C’est de Banghazi que les contestations en Libye ont commencé. Le colonel Mouammar Kadhafi est au pouvoir depuis 1969, il est alors visé directement par l’indignation du peuple qui réclame violemment son départ. Des revendications auxquelles le président du pays répond par la répression. Menaçant d’éradiquer les rebelles et mettre fin à l’insurrection, les confrontations entre le peuple et l’armée finissent par générer des milliers de morts. Human Rights Watch publie dans son bilan du 20 février 300 morts et 1000 blessées et ce n’est que le début de la répression.

La ténacité de Mouammar Kadhafi et son intransigeance quant à la question de céder le pouvoir, mettent le pays dans un capharnaüm sanglant. Les Occidentaux, représentés par Washington, Londres et Paris, lancent une offensive contre le régime libyen. Les forces rebelles, quant à elles, soutenues par l’OTAN poursuivent la rébellion en direction de la capitale. Les troupes de Kadhafi s’affaiblissent de plus en plus face à la détermination des rebelles qui agissent désormais sous les directifs du Conseil National de Transition. Le CNT est une autorité politique de transition créée à l’époque pour commander et diriger les combattants contre le régime.

● **CONSIGNE A**
Selon l'extrait sur la Libye, depuis quelle année Mouammar Kadhafi est-il au pouvoir ?
L'extrait et le listing sont deux documents sans rapport l'un avec l'autre.

● **Entrées sur la localisation de choses nommées**

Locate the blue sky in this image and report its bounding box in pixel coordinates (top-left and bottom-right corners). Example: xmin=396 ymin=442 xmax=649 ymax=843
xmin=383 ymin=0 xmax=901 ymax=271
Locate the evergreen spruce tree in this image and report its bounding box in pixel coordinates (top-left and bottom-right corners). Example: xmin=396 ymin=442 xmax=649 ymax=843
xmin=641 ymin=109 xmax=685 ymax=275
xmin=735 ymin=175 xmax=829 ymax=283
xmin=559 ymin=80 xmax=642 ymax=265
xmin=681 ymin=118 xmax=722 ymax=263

● **CONSIGNE B**
Présente en liste numérotée le passage du listing qui va de la ligne contenant "Locate the evergreen" jusqu'à la fin du listing, bornes comprises, sans les lignes vides.

● **RÉPONSE ATTENDUE A**
Depuis 1969.

● **RÉPONSE ATTENDUE B**
1. Locate the evergreen spruce tree in this image and report its bounding box in pixel coordinates (top-left and bottom-right corners). Example: xmin=396 ymin=442 xmax=649 ymax=843
2. xmin=641 ymin=109 xmax=685 ymax=275
3. xmin=735 ymin=175 xmax=829 ymax=283
4. xmin=559 ymin=80 xmax=642 ymax=265
5. xmin=681 ymin=118 xmax=722 ymax=263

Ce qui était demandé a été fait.